§ **EXTRACT TO READ**:
>> START
# A question on making wild rice brats?



## que-ball (Sep 14, 2009)

I want to try making some venison bratwurst this fall with wild rice mixed right in.  Should the wild rice be cooked first?  I'm thinking yes.  What ratio of meat to rice should I have?  

Oops, that was two questions.

Tim


----------



## pantherfan83 (Sep 15, 2009)

Yes, the rice should be cooked first. 

How much would depend on how much rice you want in it. The only other sausage that I'm familiar with that includes rice is Cajun Boudin. A quick check of one of my Boudin recipes calls for 4 lbs of meat and 3 cups of uncooked rice (measure, then cook). Another recipe (in chef Donald Link's book) calls for 2.5 lbs of meat to 7 cups of cooked rice. I haven't made this recipe, but the picture looked like it had a lot of rice in it.

I'd think the blandness of the rice would make the sausage really taste mild, so unless that's what you are looking for I would expect you'd have to up the seasonings quite a bit.  You'll have to experiment with it until you're happy.
>> END
§ **TASK REQUIREMENTS**:
1) Quote the wild rice bratwurst thread word for word, everything from "## que-ball (Sep" down to "was two questions.".
2) Decide whether each statement below agrees with the wild rice bratwurst thread, answering yes or no and quoting the words of the thread that settle it. (a) The first post plans to make the bratwurst with venison. (b) The reply advises putting the rice into the sausage uncooked. (c) The person replying has made the recipe from chef Donald Link's book.
3) Carry on the wild rice bratwurst thread from the point where it stops.

§ **EXCERPTED RECORDS**:
>> START
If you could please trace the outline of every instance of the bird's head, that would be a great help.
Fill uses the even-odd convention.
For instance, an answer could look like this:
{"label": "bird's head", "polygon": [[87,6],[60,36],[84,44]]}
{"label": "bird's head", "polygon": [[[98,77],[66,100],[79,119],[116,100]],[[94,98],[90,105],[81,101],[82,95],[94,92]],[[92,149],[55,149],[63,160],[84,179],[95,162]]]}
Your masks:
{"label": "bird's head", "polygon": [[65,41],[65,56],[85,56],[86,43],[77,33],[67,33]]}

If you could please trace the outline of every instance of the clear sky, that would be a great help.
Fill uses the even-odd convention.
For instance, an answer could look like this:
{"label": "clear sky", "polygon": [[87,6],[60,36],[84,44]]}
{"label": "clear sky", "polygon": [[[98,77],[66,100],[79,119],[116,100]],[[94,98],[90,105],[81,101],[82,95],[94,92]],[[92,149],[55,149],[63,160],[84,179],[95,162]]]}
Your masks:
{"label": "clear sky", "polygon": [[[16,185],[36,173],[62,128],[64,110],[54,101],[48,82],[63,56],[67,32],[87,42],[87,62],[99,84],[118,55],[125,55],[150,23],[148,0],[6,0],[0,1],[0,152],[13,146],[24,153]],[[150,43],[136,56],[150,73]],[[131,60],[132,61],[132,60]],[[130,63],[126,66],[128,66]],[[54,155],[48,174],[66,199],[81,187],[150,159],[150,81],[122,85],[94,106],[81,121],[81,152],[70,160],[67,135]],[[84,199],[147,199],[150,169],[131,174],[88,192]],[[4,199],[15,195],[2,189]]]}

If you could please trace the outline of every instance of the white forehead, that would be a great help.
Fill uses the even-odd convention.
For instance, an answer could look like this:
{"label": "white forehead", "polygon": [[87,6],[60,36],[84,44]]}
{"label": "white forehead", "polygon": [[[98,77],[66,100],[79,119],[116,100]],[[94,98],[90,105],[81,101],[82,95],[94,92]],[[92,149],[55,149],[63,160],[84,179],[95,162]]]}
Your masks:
>> END
>> START
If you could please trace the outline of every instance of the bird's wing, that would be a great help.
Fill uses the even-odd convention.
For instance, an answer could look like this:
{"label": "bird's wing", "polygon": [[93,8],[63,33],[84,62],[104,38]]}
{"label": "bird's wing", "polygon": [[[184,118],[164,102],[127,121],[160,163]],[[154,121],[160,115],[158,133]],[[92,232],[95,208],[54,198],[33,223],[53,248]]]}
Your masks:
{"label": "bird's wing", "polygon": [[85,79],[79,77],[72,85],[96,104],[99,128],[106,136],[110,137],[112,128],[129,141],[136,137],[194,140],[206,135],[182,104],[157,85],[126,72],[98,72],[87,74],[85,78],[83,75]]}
>> END
>> START
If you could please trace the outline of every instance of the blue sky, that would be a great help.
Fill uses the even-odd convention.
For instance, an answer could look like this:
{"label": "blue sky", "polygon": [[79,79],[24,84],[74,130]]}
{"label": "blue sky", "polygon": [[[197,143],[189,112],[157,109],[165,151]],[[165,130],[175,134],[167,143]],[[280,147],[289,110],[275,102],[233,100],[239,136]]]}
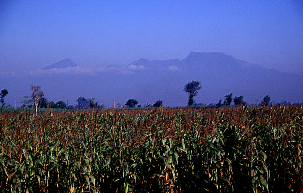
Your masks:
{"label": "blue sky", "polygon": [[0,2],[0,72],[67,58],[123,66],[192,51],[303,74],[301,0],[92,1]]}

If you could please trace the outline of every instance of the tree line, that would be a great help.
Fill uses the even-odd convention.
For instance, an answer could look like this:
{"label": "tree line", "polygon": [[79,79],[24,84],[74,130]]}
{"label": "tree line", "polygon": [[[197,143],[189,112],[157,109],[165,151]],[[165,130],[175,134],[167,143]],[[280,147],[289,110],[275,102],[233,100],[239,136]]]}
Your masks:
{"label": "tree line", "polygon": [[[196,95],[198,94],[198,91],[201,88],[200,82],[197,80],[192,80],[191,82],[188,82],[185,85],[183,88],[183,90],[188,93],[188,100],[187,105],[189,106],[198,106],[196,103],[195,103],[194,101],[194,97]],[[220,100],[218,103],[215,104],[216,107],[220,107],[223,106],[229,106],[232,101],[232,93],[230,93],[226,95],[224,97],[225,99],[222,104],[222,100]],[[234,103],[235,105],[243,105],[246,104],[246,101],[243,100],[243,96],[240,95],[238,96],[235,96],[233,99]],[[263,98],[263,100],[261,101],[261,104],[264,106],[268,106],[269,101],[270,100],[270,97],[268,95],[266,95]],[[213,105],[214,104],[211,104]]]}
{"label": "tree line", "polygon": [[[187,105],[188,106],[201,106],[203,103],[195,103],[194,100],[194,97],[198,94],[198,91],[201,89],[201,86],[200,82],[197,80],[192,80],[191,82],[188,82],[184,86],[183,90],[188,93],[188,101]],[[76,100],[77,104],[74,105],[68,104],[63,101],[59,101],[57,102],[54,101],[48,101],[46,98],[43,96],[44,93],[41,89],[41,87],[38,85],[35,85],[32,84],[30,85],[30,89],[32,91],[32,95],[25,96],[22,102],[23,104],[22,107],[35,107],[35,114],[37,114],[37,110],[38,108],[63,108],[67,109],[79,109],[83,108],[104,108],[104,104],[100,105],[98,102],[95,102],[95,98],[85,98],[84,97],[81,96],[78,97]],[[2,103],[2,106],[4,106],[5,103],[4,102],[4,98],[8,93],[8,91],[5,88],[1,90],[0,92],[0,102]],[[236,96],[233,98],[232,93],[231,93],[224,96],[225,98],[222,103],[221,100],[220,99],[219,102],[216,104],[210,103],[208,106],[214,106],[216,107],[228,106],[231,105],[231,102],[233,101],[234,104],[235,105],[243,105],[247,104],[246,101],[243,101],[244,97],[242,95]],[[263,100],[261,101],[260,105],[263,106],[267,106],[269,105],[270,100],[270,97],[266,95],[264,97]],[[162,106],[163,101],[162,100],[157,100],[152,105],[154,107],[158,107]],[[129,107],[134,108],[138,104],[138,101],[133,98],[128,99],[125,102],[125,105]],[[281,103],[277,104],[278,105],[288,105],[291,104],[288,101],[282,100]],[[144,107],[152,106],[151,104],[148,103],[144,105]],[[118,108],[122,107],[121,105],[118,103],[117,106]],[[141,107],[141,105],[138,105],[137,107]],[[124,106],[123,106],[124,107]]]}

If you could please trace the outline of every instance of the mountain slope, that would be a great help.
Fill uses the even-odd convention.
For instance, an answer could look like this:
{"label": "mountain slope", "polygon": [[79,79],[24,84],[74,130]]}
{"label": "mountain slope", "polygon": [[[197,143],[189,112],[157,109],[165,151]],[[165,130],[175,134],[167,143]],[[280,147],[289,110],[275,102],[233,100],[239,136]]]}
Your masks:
>> END
§ **EXPECTED OUTPUTS**:
1)
## que-ball (Sep 14, 2009)

I want to try making some venison bratwurst this fall with wild rice mixed right in.  Should the wild rice be cooked first?  I'm thinking yes.  What ratio of meat to rice should I have?  

Oops, that was two questions.

2)
(a) Yes: "I want to try making some venison bratwurst this fall with wild rice mixed right in."
(b) No: "Yes, the rice should be cooked first."
(c) No: "I haven't made this recipe"

3)
I'd also expect for the sausage/rice mixture to be pretty dry, so you'll probably have to add adequate liquid to get it will mix well.  You'll also want to make sure that the fat ratio is high enough to compensate for the rice.  Otherwise, I think it will be crumbly when cooked.


----------



## que-ball (Sep 17, 2009)

All good points, Pantherfan.  Thank you.


----------



## DanMcG (Sep 17, 2009)

Here's a link to an excellent Q-view by *Cajunsmoke13*'s boudin sausage that might give ya some ideas. I would also add some pork fat along with the venison.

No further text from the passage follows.